Items from a dataset
- - - - -

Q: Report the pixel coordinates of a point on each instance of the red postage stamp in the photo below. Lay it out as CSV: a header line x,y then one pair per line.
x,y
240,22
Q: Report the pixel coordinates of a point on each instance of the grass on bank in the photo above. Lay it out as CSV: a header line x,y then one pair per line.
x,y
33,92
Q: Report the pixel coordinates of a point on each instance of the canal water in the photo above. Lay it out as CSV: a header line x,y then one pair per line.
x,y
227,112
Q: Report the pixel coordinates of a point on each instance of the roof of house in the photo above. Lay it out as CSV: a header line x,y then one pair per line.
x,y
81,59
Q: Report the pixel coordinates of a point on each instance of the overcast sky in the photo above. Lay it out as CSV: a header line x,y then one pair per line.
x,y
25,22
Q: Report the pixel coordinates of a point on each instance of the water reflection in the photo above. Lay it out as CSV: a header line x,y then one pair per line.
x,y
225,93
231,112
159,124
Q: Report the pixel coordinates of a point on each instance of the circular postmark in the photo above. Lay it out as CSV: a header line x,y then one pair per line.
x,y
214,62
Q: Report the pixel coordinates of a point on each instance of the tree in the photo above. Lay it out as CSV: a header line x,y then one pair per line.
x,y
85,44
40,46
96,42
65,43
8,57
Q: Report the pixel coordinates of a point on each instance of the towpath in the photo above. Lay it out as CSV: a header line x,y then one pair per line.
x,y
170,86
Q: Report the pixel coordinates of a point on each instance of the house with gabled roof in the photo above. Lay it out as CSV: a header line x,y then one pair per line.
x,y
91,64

- - - - -

[What to do]
Exactly as they appear, write out the lines from the one containing "of the water" through the final line of the entries above, both included.

[Result of the task]
Q: Report the pixel coordinates of a point on each instance of the water reflection in the photo above. Lay it out as CSV: a header line x,y then one pair per line.
x,y
225,93
231,112
159,124
Q: Report the pixel coordinates of a point on each instance of the circular postmark in the photo above. Lay it out as CSV: a header line x,y then one pair per line.
x,y
214,62
Q: Report the pixel coordinates of a point on each instance of the tree in the photo above. Lay it out as CSV: a header line x,y then one pair per line.
x,y
85,44
40,46
96,42
65,43
8,57
Q: Report the pixel coordinates of a point on each instance of the towpath in the photo above. Lay it out as CSV: a header line x,y then one pair per line.
x,y
170,86
Q: Report the pixel coordinates of a point on each instance of the house with gabled roof in the photo above. Lay it out as CSV: a header line x,y then one pair per line.
x,y
91,64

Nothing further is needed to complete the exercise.